Your tasks:
• a. From the post below, write out word for word the part that opens with the words containing "I accidentally stumbled" and closes with "with me too.".
• b. Answer these questions from the post below:
(i) For how many months does the writer say they have worked on themselves to get over the former partner?
(ii) Whose Instagram did the writer click on to see the comments?
(iii) What does the former partner also do with the new girlfriend that he had done with the writer?

Text:

I accidentally stumbled over my ex partners instagram. It was all open, I saw the new girl he’s with too. Id say I’ve worked on myself for 7 months to be over him. I just wanted to look out of curiosity.
No pictures on his insta. Clicked on her insta. He’s all over her like a rash. Like a literal rash. Never behaved like that with me even in the early days. Comments like “you’re my world babe” “you mean everything to me” “god babe you look so hot. I can’t keep my hands off you”
all that. Like no I’m not bothered. But what bothers me is he never told me the truth. I knew he cheated. I knew what he was doing. It happened once before. Looking at the pictures was a little odd for me. But I just kinda felt, meh. Like he looks genuinely happy and I wonder was I just never good enough.
oh and he also did the promise ring thing with this girl. Did that same with me too.

Exercise data:
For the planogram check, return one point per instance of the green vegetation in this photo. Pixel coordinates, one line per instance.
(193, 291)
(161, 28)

Solution list:
• a.
I accidentally stumbled over my ex partners instagram. It was all open, I saw the new girl he’s with too. Id say I’ve worked on myself for 7 months to be over him. I just wanted to look out of curiosity.
No pictures on his insta. Clicked on her insta. He’s all over her like a rash. Like a literal rash. Never behaved like that with me even in the early days. Comments like “you’re my world babe” “you mean everything to me” “god babe you look so hot. I can’t keep my hands off you”
all that. Like no I’m not bothered. But what bothers me is he never told me the truth. I knew he cheated. I knew what he was doing. It happened once before. Looking at the pictures was a little odd for me. But I just kinda felt, meh. Like he looks genuinely happy and I wonder was I just never good enough.
oh and he also did the promise ring thing with this girl. Did that same with me too.

• b.
(i) 7 months.
(ii) The new girlfriend's.
(iii) The promise ring thing.